Lonely

I've been in a y mood for about a week now.

 

In my family, I'm probably the most hyper and cheerful kid ever, I always volunteer to chaperone when some of my 9 younger siblings wanna go to the mall or when my grandpa (who's in a wheelchair) wanna go somewhere. Even my oh-so-cool aunts would know that I'd always say yes when they wanna go somewhere when my parents not around (my parents are busy peeps, going back and forth domestically due to their job as an event organizer for their own job bazaar (is that what you say in english??)).

 

But lately they have been constantly worrying about me, I've become gloomy, I'd always say that I'd rather stay inside rather than going out, I even told that to my parents. during weekdays, I'd always lock myself up in my shared room (not literally locking up the door or whatever) and try to write fanfics or made myself busy with watching variety shows.

 

I myself actually don't know what's wrong with me...

 

I don't know what caused this.

 

Is it a disease??

 

All I know is I've become like this eversince my older sister got a boyfriend, it seems like I have lost the closest friend I've ever have.

 

Unlike me, she has lots of friends, she never have time for me, to go to the mall with me, just the two of us. But even so, every night, we would always talk to each other before sleeping. We shared a room so I thought that whatever will happen, I will still have a friend to talk with.

 

But then she found herself a boyfriend.

 

In school, during lunch hours she'd be with her boyfriend and her friends, I was too with 2 of my closest friends but I can't shake of the feelings of enviness.

 

In our car ride home, she'd be sleeping and I know that I shouldn't wake her up, she's too tired. I pity her actually, she'd stay up almost every night to design posters or logos for our school, and the job kept coming.

• Records shown:
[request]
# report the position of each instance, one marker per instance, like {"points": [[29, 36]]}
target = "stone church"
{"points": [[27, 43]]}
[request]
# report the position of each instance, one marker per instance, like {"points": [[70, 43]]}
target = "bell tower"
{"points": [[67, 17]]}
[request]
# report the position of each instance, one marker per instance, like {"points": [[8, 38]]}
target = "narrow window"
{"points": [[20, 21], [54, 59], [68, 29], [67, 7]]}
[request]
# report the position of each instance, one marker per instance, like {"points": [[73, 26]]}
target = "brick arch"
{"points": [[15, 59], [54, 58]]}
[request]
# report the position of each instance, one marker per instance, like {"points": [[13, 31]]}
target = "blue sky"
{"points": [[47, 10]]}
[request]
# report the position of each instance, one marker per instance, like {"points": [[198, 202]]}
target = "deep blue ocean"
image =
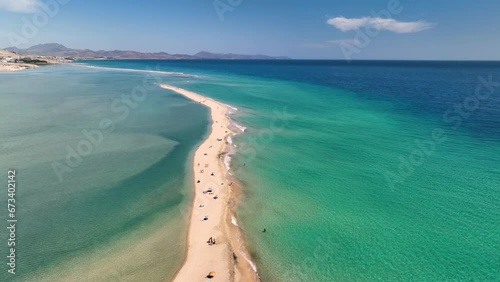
{"points": [[360, 171]]}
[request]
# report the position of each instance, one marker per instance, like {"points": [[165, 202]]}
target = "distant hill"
{"points": [[58, 50], [5, 53]]}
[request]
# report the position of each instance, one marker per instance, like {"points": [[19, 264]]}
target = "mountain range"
{"points": [[58, 50]]}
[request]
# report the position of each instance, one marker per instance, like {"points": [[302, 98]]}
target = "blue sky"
{"points": [[319, 29]]}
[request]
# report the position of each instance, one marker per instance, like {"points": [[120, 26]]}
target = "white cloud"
{"points": [[345, 24], [345, 41], [21, 6]]}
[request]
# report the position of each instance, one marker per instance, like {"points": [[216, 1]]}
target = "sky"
{"points": [[313, 29]]}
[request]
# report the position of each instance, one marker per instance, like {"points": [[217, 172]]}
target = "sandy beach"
{"points": [[211, 214], [15, 67]]}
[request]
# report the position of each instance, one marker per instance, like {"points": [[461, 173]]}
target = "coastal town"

• Work instruction A:
According to the post titled "Lonely," how many younger siblings does the writer have?
• Work instruction B:
Decide whether each statement agrees with the post titled "Lonely." Answer yes or no, and quote the words of the post that decide it: (i) The writer's grandpa uses a wheelchair. (ii) The writer and the older sister sleep in separate rooms. (iii) The older sister stays up at night designing posters or logos for the school.
• Work instruction C:
From the post titled "Lonely," return the stretch from "Is it a disease??" through "herself a boyfriend.".
The material above is separate from the post titled "Lonely."

• Written answer A:
The writer has 9 younger siblings.

• Written answer B:
(i) Yes: "my grandpa (who's in a wheelchair)"
(ii) No: "We shared a room"
(iii) Yes: "she'd stay up almost every night to design posters or logos for our school"

• Written answer C:
Is it a disease??

 

All I know is I've become like this eversince my older sister got a boyfriend, it seems like I have lost the closest friend I've ever have.

 

Unlike me, she has lots of friends, she never have time for me, to go to the mall with me, just the two of us. But even so, every night, we would always talk to each other before sleeping. We shared a room so I thought that whatever will happen, I will still have a friend to talk with.

 

But then she found herself a boyfriend.